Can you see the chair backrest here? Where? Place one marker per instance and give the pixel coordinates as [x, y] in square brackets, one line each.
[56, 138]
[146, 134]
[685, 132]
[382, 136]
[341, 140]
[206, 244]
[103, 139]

*What is being asked*
Quote the data above in full, changing nothing.

*Answer to this task*
Can you see the chair backrest here? Where? Place one marker per instance and give the pixel coordinates as [x, y] in square brackets, one line each.
[56, 138]
[146, 134]
[685, 132]
[382, 136]
[341, 140]
[206, 244]
[103, 139]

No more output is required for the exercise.